WHAT YOU SHOULD DO »
Repeat verbatim, and only, the lines of the data below, beginning at the line that contains "Target: car hood" and stopping after the line that contains "Target: blue racing stripe".

DATA FOR PROCESSING »
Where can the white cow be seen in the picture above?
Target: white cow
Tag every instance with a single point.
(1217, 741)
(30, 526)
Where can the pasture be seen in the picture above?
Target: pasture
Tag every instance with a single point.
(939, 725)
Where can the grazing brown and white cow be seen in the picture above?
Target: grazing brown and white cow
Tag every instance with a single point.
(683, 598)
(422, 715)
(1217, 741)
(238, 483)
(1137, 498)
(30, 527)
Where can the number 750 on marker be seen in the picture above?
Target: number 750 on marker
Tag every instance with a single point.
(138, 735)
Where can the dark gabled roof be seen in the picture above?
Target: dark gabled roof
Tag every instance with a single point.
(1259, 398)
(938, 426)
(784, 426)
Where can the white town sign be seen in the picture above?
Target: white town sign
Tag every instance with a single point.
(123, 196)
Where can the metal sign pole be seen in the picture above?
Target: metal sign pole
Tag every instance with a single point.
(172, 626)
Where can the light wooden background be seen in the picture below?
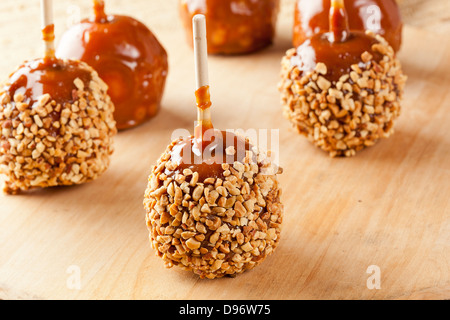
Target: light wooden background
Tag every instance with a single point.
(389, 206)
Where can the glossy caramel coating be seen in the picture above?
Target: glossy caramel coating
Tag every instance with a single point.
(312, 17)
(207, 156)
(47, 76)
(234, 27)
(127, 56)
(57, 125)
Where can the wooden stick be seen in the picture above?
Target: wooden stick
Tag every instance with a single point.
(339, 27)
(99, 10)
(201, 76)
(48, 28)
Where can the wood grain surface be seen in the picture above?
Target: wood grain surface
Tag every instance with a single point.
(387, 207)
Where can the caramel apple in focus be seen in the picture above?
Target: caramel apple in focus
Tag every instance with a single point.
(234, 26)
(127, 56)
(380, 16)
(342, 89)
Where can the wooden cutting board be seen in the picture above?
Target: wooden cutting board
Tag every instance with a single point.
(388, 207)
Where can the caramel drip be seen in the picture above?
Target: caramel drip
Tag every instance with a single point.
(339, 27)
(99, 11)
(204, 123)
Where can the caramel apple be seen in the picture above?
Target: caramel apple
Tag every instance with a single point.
--
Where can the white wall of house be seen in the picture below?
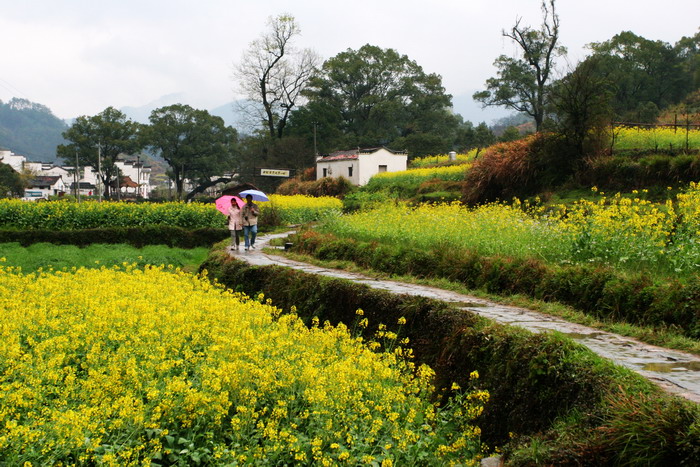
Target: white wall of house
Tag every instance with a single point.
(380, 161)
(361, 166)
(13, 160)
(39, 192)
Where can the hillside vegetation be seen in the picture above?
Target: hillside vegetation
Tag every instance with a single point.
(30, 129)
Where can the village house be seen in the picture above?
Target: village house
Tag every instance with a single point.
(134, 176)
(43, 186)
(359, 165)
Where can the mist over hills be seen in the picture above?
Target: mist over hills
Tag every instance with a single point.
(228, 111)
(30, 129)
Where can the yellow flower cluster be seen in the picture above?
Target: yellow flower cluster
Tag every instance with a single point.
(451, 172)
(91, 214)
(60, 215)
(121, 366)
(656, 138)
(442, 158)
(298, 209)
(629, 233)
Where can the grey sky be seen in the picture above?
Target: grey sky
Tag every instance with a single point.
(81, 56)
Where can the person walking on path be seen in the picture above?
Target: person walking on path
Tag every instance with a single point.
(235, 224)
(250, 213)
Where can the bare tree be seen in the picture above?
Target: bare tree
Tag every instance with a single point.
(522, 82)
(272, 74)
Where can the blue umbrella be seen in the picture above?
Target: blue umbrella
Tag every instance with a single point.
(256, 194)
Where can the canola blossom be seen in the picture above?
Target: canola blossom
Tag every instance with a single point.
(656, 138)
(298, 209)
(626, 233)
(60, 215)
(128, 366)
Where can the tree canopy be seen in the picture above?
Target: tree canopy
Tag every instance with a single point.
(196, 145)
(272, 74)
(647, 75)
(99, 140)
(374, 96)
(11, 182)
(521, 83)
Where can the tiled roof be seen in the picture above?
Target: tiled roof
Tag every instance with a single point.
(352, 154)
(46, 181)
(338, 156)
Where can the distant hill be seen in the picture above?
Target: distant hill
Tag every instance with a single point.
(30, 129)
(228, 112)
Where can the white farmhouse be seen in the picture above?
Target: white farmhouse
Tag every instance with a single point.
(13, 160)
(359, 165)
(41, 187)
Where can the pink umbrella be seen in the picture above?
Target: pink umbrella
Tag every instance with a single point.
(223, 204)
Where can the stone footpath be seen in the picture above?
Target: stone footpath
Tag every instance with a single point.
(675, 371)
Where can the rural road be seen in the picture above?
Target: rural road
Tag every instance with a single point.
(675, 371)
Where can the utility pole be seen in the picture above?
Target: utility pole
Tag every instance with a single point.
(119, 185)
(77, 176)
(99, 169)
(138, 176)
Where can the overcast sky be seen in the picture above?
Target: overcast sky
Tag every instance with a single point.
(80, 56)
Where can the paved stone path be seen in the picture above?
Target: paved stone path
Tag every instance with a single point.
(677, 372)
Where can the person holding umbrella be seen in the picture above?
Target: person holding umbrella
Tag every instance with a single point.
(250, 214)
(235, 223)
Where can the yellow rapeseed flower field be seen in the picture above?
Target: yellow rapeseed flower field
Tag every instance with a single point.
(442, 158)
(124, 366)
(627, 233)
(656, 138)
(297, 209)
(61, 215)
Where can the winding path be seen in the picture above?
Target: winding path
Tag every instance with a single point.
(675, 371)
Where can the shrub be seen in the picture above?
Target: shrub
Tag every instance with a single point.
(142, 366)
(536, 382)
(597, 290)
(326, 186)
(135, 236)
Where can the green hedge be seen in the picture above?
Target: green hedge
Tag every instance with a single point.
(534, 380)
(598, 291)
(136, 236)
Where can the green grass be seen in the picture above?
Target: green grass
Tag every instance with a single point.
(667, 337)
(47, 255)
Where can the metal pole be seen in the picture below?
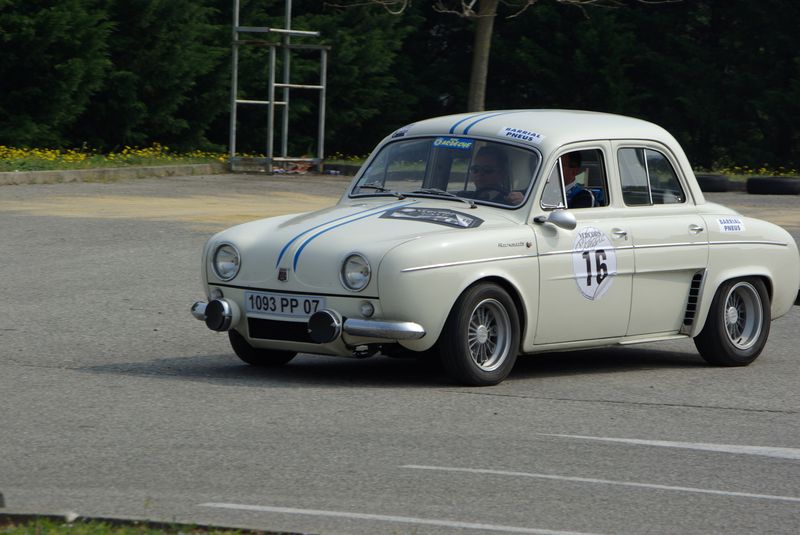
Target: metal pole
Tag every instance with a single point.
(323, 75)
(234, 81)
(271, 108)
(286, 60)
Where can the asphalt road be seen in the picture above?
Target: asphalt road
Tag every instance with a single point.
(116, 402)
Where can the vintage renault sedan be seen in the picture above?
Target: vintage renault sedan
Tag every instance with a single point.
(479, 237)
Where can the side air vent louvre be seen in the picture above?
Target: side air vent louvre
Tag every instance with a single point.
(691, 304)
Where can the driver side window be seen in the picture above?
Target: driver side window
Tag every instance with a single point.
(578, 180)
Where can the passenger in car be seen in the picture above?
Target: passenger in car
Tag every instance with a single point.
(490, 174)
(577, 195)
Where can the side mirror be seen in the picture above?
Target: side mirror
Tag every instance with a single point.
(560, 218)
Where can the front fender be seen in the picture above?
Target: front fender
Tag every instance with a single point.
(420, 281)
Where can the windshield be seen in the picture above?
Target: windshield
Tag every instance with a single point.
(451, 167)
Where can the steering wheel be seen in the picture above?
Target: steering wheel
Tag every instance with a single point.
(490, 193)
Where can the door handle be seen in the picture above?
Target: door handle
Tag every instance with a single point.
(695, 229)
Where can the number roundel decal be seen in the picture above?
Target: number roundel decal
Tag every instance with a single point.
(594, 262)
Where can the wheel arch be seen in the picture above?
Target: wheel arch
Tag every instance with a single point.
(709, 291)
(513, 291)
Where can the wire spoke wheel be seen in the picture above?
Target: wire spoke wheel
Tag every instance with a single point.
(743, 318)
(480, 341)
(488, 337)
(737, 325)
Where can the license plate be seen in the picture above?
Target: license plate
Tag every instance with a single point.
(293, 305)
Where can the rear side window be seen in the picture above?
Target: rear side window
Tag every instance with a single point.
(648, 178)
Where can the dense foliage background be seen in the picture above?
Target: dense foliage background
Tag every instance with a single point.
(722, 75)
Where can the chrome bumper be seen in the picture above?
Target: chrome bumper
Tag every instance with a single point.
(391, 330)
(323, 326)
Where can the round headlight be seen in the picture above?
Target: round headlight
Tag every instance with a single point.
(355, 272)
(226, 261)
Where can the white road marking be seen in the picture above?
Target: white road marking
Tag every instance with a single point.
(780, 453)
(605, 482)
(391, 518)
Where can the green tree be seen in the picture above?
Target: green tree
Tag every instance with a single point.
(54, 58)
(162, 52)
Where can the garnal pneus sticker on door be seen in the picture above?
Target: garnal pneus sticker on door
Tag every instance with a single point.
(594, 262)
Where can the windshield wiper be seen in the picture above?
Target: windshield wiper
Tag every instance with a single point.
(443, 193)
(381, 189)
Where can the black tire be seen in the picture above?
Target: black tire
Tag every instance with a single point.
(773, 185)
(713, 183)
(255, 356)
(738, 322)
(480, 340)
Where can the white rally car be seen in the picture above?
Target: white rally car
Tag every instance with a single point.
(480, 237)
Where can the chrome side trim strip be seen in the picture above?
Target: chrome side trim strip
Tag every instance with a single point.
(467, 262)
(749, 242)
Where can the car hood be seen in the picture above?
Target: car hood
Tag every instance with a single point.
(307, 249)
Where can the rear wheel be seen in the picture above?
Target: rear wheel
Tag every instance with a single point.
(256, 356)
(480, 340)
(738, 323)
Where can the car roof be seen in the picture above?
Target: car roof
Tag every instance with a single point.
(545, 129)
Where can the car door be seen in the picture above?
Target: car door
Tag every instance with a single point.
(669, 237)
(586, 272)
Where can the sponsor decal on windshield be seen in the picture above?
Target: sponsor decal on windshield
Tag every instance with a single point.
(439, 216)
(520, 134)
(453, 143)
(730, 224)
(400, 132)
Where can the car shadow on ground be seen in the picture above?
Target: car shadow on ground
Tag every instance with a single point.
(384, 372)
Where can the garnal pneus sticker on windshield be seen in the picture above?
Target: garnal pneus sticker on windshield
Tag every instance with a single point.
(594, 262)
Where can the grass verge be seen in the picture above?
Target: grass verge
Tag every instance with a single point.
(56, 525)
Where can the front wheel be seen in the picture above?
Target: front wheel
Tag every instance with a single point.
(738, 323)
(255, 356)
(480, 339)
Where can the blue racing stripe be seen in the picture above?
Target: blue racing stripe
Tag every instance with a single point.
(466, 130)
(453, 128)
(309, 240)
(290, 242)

TASK SOLUTION »
Target: car hood
Tag every instance with a single point.
(307, 249)
Where can the rear wheel be seen in the picture above?
Target: rear wheel
Tag every instance with a single point.
(256, 356)
(480, 340)
(738, 323)
Where can the car roof be seen in the picture above?
Target: car roof
Tag every instance with a single point.
(545, 129)
Where can the car door be seen in the picture above?
Target: car door
Tag every instance with a single point.
(669, 237)
(586, 272)
Where can the sponsor decal on windshield be seen in the picture above?
Target: sponsor decal on windshield
Tag every instance with a single point.
(439, 216)
(520, 134)
(453, 143)
(730, 224)
(400, 132)
Where can the car shadow on ground be seen in the picture above?
Target: car shadow on ground
Tag every instance with a single point.
(384, 372)
Where can the garnal pneus sticker on windshield be seen in the picture above?
Target: garnal pneus sticker on windshield
Tag every instance with a single point.
(594, 262)
Where can the grass verge be seen in the picture above?
Target: grass verge
Tag every instance with a single point.
(56, 525)
Where can the front wheel be seen in the picture above?
Target: front wheel
Tag every instance with a single point.
(738, 323)
(255, 356)
(480, 339)
Where can the blue racing stripe be seen in the picture above?
Target: blue racing stripe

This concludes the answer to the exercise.